| Exercise |
Turn the listing, from its first line up to and including the line with "[(341, 218), (336, 198)]", into a Markdown table with the columns Row and Text. Number each line and leave out blank lines.

| Supplied records |
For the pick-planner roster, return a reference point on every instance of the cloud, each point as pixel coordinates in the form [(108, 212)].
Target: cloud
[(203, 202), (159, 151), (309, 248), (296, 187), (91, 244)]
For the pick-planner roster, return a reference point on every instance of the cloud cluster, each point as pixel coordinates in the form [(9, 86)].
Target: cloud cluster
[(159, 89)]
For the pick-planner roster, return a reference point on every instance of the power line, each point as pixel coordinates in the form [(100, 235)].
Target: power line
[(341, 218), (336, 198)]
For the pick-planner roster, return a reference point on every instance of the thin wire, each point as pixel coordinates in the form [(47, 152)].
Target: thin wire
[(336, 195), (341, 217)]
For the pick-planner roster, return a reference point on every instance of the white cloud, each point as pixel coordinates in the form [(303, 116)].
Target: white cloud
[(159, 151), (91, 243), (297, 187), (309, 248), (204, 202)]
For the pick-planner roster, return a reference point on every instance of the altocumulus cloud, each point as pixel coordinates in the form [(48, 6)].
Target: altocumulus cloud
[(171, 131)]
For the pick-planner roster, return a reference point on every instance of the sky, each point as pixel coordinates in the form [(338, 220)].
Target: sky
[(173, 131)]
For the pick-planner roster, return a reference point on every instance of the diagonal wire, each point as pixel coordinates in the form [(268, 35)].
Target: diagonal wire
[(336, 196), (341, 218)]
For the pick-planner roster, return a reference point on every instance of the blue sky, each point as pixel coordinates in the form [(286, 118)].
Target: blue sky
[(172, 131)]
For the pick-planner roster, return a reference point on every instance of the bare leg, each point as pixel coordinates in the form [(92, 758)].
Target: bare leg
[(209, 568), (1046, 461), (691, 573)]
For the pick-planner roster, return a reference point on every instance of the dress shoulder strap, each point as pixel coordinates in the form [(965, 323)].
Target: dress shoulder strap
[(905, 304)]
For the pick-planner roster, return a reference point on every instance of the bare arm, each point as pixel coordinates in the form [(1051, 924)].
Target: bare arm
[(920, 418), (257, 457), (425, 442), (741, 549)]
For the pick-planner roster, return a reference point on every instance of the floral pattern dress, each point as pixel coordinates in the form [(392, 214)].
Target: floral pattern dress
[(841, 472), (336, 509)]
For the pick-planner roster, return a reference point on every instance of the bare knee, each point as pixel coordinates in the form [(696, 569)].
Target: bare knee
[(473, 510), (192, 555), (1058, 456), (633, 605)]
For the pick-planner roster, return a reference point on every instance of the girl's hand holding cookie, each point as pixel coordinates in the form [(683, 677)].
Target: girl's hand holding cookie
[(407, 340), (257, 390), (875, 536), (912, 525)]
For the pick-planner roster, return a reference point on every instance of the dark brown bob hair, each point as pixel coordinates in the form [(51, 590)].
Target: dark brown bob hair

| Solution to this problem |
| Row | Text |
|---|---|
| 1 | For the pick-planner roster, return a reference point on every instance of the cloud, each point as pixel coordinates in the form [(108, 212)]. |
| 2 | Target: cloud |
| 3 | [(203, 202), (159, 151), (309, 248), (296, 187), (91, 244)] |
| 4 | For the pick-planner roster, return a reference point on every instance of the cloud cluster, each point as pixel coordinates in the form [(9, 86)]. |
| 5 | Target: cloud cluster |
| 6 | [(159, 89)] |
| 7 | For the pick-planner roster, return a reference point on every instance of the power line, each point as pixel coordinates in the form [(100, 235)]. |
| 8 | Target: power line |
| 9 | [(341, 218), (336, 198)] |